Reproduce all of the entries character for character, while leaving out any pictures they contain.

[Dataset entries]
<<<<
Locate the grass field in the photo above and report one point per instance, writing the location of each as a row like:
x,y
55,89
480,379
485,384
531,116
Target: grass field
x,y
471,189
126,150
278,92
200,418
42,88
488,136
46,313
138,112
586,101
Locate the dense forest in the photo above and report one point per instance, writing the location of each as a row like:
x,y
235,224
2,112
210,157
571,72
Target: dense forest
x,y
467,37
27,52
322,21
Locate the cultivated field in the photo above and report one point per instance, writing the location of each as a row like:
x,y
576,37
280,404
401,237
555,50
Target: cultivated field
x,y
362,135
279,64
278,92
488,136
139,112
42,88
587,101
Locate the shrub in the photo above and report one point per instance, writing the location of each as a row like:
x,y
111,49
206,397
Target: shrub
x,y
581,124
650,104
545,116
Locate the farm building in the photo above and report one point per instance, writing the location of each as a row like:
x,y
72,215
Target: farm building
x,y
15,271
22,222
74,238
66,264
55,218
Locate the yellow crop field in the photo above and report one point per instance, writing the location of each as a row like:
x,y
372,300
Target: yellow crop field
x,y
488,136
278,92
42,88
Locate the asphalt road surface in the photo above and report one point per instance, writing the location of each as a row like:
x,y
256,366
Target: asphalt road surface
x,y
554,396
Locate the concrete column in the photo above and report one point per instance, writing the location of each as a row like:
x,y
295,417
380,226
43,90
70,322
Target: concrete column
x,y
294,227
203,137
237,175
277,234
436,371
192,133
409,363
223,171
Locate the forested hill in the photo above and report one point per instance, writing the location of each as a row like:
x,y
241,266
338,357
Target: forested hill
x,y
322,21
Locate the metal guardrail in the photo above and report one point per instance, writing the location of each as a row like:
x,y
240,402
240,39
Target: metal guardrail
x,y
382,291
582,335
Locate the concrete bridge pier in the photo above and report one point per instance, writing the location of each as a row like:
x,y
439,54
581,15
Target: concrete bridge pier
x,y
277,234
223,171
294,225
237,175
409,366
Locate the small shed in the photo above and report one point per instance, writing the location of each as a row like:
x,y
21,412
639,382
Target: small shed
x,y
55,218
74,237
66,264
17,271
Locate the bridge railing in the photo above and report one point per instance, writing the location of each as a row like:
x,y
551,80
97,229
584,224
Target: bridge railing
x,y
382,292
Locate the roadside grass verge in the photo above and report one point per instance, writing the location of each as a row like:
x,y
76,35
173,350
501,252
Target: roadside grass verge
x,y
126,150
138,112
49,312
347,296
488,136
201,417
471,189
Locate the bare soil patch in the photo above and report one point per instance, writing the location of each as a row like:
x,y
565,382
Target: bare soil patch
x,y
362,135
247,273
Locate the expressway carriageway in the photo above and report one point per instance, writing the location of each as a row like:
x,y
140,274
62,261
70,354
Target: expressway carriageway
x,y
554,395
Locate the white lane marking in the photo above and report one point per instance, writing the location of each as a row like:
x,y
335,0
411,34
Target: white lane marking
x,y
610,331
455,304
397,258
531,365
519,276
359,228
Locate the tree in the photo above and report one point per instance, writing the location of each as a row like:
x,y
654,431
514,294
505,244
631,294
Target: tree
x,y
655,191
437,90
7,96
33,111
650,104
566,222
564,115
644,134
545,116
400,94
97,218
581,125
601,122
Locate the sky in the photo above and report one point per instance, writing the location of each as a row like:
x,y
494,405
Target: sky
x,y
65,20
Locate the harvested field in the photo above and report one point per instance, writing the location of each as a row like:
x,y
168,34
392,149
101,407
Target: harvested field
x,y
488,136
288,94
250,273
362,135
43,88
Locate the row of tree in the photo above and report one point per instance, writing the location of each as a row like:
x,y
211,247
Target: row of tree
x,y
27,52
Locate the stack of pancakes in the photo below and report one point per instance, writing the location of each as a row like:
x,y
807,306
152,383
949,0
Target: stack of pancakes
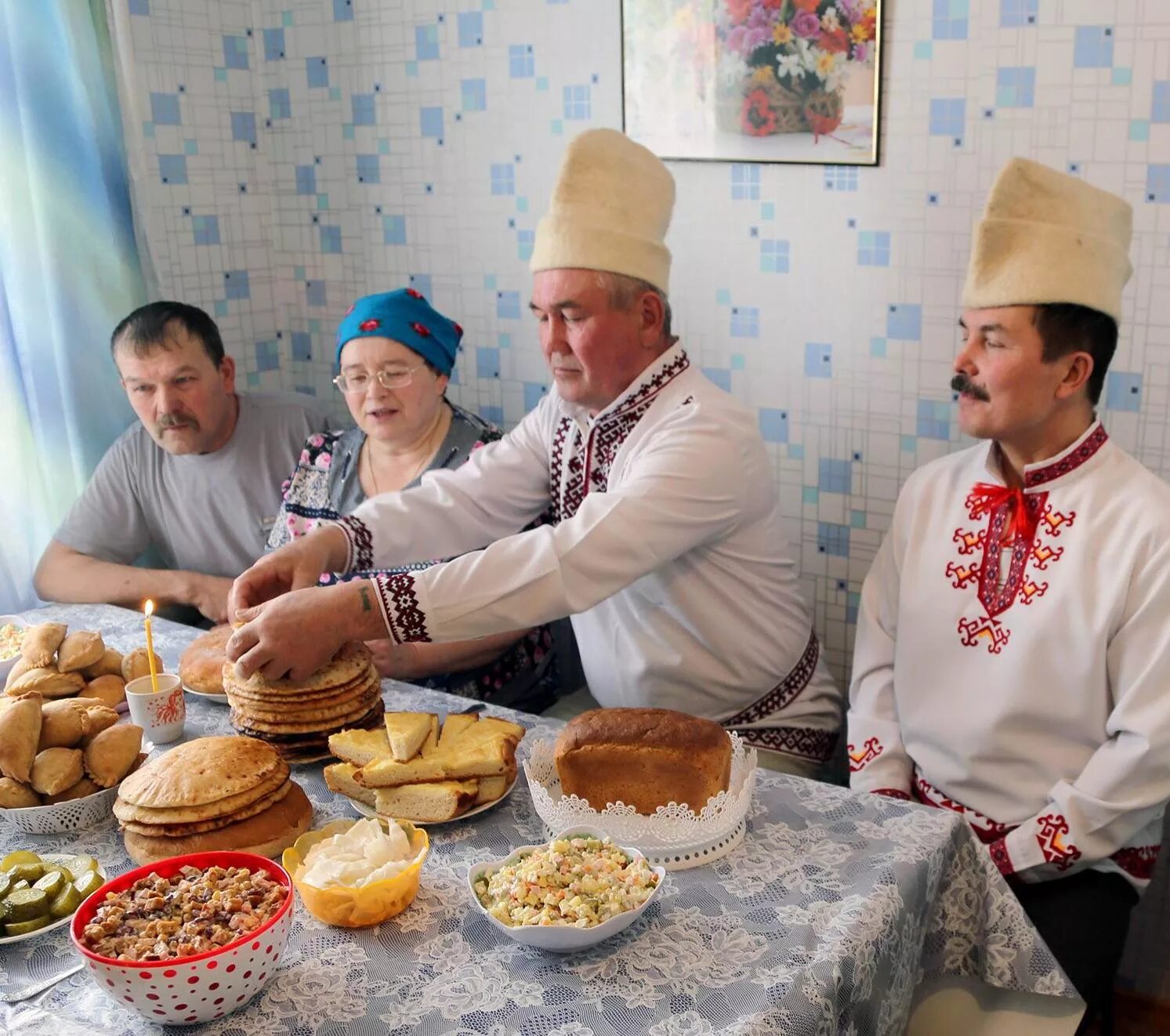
x,y
299,715
212,794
>>>>
EXERCISE ANSWER>
Locate the grass field in the photo above and report one point per instance, writing the location of each as a row like:
x,y
55,89
480,379
485,384
531,116
Target: grass field
x,y
471,189
126,150
278,92
200,418
42,88
488,136
46,313
138,112
586,101
Locate the dense forest in the photo above and report one point per instance, writing the location of each as a row like:
x,y
235,224
2,112
210,157
571,72
Target: dense forest
x,y
467,37
27,52
322,21
Locate the cultivated field in the photo above and report one point per instance, writing the location of each as a row like:
x,y
576,37
280,404
401,237
555,50
Target: cultivated field
x,y
362,135
279,64
278,92
488,136
139,112
42,88
587,101
Locate the shrub in the photo above and report one point per instance, writing the location of each as a row like:
x,y
111,49
206,397
Target: shrub
x,y
581,124
650,104
545,116
Locate the farm building in the photo above and report one point per instance, writing the location of each as a row like:
x,y
72,215
Target: farm building
x,y
15,271
22,222
74,238
66,264
55,218
Locate the yellow crop field in the photo above and report one point per instance, writing the location of each as a row like:
x,y
372,300
Target: yellow crop field
x,y
488,136
278,92
42,88
Locate the asphalt road surface in the photo above and report one point per instance, writing the location of each as a row like:
x,y
256,366
Target: asphalt road surface
x,y
554,396
Locate the concrete column in the photo above and report one point per instance, writing the location of each as a row like:
x,y
295,417
380,226
43,90
70,322
Target: concrete column
x,y
294,227
203,137
237,175
277,234
436,371
192,133
409,363
223,171
Locate the forested hill in the photo above and report one point per instance, writing the location of each as a row like:
x,y
241,266
338,357
Target: forested hill
x,y
322,21
Locate the metal guardrail in the photo above and report one point per instance, writing the location of each as a row like:
x,y
240,402
240,39
Target: metal guardrail
x,y
382,291
582,335
Locate the concrete bridge pier in the photo above and report one point per instance, writing the location of each as a row like:
x,y
439,54
581,15
Target: concrete bridge pier
x,y
277,234
223,171
294,225
237,175
409,366
Locate the small shed in the photo above and report one point per instance, writing the location of each as a row like:
x,y
21,412
639,382
Target: small shed
x,y
55,218
74,237
66,264
17,271
Locate the bridge railing in the photo above and report one point per instance, writing the location of each as a row like:
x,y
551,80
97,229
584,224
Target: bridge railing
x,y
382,292
Locate the roadside grass verge in the photo above and report one point per instance, writing the location of each as a row like:
x,y
76,35
173,350
501,252
Target: roadside grass verge
x,y
126,150
138,112
49,312
347,296
488,136
201,417
471,189
Locate the bare soil patch in the photo above and report one point per instance, writing the location of each as a row like:
x,y
565,382
Target: bare soil patch
x,y
362,135
247,273
Locate the expressway carriageway in the photo above and report one point per instance, writing the location of each as a row like:
x,y
140,274
62,261
70,354
Target: expressway carriageway
x,y
554,395
Locate the white lane marking in the photo above and report one point per instance, writing the location of each as a row like:
x,y
335,0
411,34
Target: white lane marking
x,y
610,331
455,304
397,258
531,365
519,276
359,228
Locate the tree in the photo above and report one point per instance, writing the location of each as a row like:
x,y
654,431
514,294
505,244
631,294
Target: tree
x,y
655,191
437,90
7,96
33,111
650,104
566,222
564,115
644,134
545,116
400,94
97,218
581,125
601,122
Locate the sky in the photo above and report one point per instance, writing the location of each as a row like:
x,y
494,405
Target: sky
x,y
65,20
Locate the harvested field in the photo above and report one point per instance, writing the location of each as a row like:
x,y
168,34
392,149
101,407
Target: harvested field
x,y
488,136
288,94
250,273
362,135
43,88
Locate the row of tree in the photo above and report one point per instance, writing the location of each as a row like:
x,y
211,247
Target: row of tree
x,y
27,52
Locate the stack of pancakes in the photo below and report one point per instance, writing the location of each as a row like:
x,y
807,306
152,383
949,0
Target: stack of pancakes
x,y
299,715
212,794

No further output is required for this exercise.